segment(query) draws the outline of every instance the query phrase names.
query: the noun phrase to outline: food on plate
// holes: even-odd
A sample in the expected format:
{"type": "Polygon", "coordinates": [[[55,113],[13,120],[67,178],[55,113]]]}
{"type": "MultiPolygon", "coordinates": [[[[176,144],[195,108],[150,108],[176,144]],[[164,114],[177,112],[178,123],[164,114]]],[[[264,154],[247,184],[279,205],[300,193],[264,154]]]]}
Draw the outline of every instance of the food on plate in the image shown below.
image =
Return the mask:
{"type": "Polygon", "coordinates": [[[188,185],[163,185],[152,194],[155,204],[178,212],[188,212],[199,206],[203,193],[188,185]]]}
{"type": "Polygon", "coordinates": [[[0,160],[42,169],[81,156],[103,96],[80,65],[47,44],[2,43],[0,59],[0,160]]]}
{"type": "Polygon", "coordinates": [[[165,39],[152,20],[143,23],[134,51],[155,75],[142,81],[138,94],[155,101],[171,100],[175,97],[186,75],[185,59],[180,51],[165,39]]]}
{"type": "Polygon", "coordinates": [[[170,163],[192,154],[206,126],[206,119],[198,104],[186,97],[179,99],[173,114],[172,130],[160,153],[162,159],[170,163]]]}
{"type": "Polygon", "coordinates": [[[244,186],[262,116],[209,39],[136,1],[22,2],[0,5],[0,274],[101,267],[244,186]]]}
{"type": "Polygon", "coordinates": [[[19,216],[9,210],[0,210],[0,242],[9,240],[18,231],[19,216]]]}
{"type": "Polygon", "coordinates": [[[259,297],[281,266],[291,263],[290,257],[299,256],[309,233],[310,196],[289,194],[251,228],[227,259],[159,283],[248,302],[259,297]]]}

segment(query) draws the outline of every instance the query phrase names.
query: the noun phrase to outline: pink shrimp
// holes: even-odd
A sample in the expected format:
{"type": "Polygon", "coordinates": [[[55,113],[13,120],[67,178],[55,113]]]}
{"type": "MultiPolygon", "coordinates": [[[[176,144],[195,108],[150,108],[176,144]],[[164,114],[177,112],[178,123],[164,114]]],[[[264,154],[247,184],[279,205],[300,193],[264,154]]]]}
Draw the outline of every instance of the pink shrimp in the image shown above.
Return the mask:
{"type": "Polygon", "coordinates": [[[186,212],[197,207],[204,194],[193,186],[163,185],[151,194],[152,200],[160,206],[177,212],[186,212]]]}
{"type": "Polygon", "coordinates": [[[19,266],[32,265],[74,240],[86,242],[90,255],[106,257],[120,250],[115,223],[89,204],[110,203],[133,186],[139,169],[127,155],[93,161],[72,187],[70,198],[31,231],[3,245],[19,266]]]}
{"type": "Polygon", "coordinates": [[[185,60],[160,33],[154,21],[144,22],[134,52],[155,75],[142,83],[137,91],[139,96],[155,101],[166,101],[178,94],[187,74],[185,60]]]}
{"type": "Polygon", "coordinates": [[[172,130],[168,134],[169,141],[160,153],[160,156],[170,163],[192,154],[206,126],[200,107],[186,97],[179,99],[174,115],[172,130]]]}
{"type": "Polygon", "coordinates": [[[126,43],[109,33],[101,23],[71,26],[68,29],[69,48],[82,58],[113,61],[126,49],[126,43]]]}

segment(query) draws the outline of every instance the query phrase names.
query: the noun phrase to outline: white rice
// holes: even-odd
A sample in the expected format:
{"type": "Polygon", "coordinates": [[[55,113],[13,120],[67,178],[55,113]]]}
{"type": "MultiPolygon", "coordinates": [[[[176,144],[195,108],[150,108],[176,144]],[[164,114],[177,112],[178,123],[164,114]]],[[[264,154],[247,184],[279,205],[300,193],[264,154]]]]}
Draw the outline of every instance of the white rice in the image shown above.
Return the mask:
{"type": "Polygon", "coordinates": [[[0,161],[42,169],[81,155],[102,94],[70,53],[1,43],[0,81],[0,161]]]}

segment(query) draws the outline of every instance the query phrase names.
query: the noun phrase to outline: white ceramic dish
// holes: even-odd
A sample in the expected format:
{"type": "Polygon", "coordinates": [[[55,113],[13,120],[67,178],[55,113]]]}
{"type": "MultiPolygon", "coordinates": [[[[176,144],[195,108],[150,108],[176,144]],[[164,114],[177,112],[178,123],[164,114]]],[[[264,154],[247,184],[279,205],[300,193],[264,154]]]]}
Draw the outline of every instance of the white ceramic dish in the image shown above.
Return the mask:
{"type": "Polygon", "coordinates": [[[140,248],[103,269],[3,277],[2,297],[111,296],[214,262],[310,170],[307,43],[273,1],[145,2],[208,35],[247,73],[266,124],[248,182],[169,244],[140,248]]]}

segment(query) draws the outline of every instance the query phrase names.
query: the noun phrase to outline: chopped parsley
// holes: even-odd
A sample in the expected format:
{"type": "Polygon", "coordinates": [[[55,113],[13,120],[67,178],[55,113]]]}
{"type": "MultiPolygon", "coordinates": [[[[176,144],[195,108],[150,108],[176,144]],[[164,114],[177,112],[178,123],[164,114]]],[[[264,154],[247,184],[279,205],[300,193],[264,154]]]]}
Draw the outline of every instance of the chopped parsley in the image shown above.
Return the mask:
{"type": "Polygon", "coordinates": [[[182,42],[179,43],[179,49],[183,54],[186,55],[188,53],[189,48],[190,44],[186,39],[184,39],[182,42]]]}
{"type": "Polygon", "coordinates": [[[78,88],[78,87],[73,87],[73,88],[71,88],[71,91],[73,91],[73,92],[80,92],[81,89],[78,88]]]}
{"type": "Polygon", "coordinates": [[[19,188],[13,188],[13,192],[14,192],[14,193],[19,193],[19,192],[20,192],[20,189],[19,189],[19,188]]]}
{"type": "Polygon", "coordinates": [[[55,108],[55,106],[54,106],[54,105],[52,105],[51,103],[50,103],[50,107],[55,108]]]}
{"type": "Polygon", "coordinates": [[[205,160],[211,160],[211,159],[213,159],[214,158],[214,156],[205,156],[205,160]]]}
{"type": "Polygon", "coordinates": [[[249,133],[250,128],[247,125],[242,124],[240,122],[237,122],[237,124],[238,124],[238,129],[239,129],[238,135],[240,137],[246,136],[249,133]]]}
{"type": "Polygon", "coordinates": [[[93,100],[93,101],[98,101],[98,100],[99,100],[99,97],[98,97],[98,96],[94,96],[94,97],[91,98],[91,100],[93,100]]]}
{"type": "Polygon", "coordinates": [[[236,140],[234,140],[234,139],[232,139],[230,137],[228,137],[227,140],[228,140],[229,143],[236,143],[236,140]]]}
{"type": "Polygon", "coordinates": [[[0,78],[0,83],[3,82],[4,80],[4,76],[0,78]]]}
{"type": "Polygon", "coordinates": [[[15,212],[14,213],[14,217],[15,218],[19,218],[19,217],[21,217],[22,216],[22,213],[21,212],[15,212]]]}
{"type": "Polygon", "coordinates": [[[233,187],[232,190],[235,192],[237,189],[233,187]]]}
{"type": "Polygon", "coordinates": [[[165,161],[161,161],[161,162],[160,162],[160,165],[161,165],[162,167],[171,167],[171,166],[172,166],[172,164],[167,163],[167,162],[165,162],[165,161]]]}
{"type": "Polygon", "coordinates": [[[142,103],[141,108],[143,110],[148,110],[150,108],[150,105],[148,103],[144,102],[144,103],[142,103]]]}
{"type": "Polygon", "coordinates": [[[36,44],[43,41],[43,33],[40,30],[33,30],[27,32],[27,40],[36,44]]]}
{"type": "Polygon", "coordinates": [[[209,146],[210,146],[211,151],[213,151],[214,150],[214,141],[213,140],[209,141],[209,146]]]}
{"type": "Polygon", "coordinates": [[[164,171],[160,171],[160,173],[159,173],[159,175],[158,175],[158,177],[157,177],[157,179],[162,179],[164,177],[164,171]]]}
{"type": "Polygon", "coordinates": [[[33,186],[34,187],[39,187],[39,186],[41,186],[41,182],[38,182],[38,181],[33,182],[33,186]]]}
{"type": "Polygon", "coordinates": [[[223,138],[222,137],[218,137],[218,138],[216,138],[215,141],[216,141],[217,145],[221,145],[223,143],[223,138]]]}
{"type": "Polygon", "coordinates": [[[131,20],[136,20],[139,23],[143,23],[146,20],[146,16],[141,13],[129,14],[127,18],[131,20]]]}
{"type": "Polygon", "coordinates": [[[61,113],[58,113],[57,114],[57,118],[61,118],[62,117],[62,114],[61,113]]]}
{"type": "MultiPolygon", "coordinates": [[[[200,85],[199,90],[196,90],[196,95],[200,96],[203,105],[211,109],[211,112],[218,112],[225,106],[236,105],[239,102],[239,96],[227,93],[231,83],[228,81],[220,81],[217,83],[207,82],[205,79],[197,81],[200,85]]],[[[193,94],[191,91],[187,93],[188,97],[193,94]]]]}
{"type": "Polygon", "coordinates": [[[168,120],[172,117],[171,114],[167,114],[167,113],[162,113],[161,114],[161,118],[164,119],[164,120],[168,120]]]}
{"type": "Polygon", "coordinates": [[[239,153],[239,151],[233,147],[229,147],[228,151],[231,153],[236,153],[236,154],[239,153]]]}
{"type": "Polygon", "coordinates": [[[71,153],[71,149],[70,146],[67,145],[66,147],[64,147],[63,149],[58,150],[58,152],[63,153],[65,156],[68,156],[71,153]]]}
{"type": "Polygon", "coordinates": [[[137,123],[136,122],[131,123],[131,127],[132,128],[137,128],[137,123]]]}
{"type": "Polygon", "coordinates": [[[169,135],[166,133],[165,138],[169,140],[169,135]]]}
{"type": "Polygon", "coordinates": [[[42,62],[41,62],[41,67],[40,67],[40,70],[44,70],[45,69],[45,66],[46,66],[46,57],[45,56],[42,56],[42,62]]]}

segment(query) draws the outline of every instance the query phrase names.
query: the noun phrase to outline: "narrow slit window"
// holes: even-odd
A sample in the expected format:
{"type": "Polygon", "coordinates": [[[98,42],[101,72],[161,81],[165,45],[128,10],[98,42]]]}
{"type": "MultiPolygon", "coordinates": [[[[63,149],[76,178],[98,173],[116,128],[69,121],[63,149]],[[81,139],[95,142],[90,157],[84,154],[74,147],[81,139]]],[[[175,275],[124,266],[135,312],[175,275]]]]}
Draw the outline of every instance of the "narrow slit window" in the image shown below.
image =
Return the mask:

Task details
Scan the material for lines that hold the word "slit", then say how many there are and nothing else.

Problem solution
2